Start of Block

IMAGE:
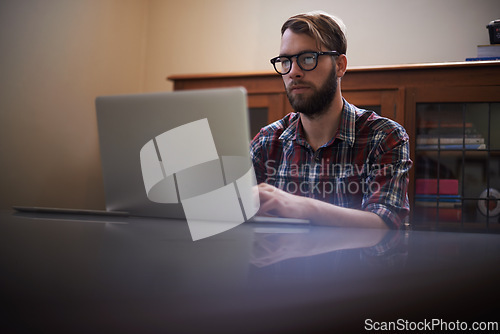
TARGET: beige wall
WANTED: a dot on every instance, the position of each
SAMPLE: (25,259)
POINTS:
(58,55)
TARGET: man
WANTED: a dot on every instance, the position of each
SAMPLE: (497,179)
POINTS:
(328,162)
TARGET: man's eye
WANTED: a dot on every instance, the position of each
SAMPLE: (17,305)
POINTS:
(308,60)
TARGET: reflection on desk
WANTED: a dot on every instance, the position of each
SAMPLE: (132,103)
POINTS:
(75,274)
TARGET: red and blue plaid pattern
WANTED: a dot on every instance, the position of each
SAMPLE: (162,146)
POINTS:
(365,166)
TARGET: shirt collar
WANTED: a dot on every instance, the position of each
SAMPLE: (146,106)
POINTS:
(345,132)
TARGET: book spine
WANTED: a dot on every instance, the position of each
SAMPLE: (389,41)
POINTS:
(442,215)
(430,187)
(452,147)
(449,141)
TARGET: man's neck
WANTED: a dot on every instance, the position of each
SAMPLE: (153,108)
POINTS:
(319,130)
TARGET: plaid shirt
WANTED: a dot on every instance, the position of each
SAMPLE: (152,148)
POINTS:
(365,166)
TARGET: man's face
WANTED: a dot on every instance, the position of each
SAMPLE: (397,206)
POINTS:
(309,92)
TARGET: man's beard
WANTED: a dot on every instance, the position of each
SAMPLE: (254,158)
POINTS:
(319,102)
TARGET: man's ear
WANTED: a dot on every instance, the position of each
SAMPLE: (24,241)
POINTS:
(341,65)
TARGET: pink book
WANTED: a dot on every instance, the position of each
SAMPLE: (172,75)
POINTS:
(430,187)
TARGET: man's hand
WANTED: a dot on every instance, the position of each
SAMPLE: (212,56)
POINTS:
(276,202)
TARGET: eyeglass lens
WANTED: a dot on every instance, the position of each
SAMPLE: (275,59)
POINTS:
(306,61)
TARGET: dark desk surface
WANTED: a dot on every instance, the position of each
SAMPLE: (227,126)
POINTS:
(77,274)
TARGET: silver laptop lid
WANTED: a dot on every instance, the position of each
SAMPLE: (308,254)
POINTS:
(161,152)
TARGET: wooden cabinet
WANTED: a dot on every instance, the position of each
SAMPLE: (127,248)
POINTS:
(408,94)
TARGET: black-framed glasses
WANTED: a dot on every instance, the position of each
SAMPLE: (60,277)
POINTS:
(306,60)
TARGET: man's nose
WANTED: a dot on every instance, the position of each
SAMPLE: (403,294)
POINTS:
(295,70)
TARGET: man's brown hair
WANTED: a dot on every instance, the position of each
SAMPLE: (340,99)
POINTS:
(326,29)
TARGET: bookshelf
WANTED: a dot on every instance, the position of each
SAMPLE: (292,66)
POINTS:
(460,98)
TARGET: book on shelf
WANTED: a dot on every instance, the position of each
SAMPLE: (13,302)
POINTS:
(437,124)
(430,187)
(432,214)
(452,147)
(482,59)
(441,201)
(447,140)
(455,130)
(488,50)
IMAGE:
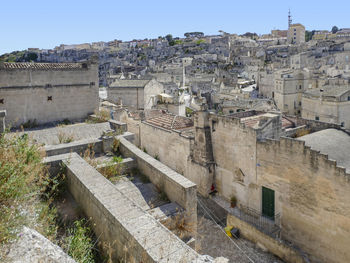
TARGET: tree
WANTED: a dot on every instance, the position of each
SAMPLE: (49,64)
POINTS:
(335,29)
(194,34)
(250,35)
(30,57)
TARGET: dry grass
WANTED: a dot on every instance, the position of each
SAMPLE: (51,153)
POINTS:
(302,132)
(26,190)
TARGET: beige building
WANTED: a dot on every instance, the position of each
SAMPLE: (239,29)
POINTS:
(288,89)
(135,93)
(328,104)
(48,92)
(296,34)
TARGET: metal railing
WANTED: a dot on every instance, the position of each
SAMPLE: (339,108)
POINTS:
(267,225)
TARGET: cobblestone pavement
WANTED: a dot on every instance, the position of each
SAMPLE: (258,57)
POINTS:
(214,242)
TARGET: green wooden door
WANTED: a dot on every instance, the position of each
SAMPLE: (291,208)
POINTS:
(268,202)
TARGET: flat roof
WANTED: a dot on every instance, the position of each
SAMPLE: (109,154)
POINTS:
(334,143)
(40,66)
(129,83)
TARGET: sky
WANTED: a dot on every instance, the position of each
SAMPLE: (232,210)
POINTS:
(49,23)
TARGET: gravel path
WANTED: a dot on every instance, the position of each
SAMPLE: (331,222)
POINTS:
(214,242)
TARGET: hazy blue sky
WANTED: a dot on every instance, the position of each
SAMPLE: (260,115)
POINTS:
(48,23)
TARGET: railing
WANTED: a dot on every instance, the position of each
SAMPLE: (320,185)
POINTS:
(267,225)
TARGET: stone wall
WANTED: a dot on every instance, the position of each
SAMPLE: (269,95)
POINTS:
(279,249)
(95,145)
(234,149)
(128,96)
(312,196)
(170,147)
(132,234)
(326,111)
(177,188)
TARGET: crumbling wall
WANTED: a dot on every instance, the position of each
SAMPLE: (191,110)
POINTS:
(170,147)
(48,95)
(287,253)
(177,187)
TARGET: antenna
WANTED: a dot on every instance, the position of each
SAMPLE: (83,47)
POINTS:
(289,19)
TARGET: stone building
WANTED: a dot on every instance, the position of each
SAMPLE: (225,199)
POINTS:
(288,90)
(296,34)
(328,104)
(135,93)
(48,92)
(301,184)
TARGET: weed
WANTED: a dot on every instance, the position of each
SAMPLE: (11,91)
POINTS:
(30,124)
(23,181)
(79,242)
(115,145)
(113,168)
(101,115)
(179,226)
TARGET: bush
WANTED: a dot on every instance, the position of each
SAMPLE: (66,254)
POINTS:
(23,183)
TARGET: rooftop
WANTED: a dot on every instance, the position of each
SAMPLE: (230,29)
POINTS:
(334,143)
(41,66)
(129,83)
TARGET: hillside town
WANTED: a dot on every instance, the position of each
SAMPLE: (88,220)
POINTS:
(202,148)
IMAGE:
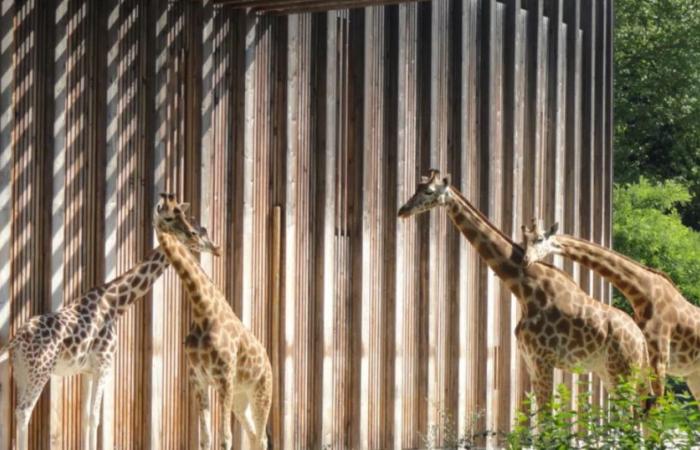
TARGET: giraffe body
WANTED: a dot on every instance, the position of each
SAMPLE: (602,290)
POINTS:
(561,326)
(221,351)
(671,324)
(80,338)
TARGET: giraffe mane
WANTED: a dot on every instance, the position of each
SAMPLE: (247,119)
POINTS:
(625,257)
(483,217)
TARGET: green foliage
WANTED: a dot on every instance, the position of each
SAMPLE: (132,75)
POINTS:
(657,89)
(647,227)
(671,423)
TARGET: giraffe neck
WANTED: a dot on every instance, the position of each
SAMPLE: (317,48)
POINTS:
(199,286)
(501,254)
(630,277)
(136,282)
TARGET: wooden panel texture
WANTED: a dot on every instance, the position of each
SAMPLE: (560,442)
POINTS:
(296,138)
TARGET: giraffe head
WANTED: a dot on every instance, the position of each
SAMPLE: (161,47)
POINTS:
(432,191)
(169,217)
(539,243)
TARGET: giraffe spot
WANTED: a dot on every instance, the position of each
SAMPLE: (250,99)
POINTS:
(541,297)
(605,271)
(563,327)
(552,315)
(508,269)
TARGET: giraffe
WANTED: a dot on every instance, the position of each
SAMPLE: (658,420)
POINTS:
(670,323)
(220,350)
(561,326)
(80,338)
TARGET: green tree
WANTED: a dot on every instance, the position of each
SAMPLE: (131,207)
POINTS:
(647,227)
(657,94)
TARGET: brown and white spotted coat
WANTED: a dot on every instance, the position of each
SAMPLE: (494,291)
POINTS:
(670,323)
(221,351)
(79,338)
(561,326)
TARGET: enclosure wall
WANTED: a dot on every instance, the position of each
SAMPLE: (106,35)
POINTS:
(296,138)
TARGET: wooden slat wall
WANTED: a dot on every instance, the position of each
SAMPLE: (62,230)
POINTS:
(296,138)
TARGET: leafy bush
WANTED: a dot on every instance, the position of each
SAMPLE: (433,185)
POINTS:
(673,423)
(624,424)
(647,227)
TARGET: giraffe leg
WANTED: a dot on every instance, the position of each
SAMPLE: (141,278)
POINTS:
(260,409)
(28,392)
(201,391)
(240,405)
(86,398)
(659,356)
(543,382)
(98,383)
(226,432)
(693,381)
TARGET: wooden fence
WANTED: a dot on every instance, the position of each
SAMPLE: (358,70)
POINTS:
(296,138)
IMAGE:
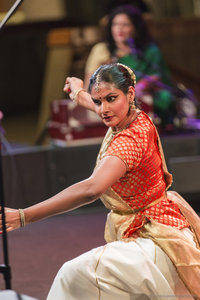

End of Block

Show each line of the material holding "neck".

# Result of this exercise
TARGET: man's neck
TARGET: giraffe neck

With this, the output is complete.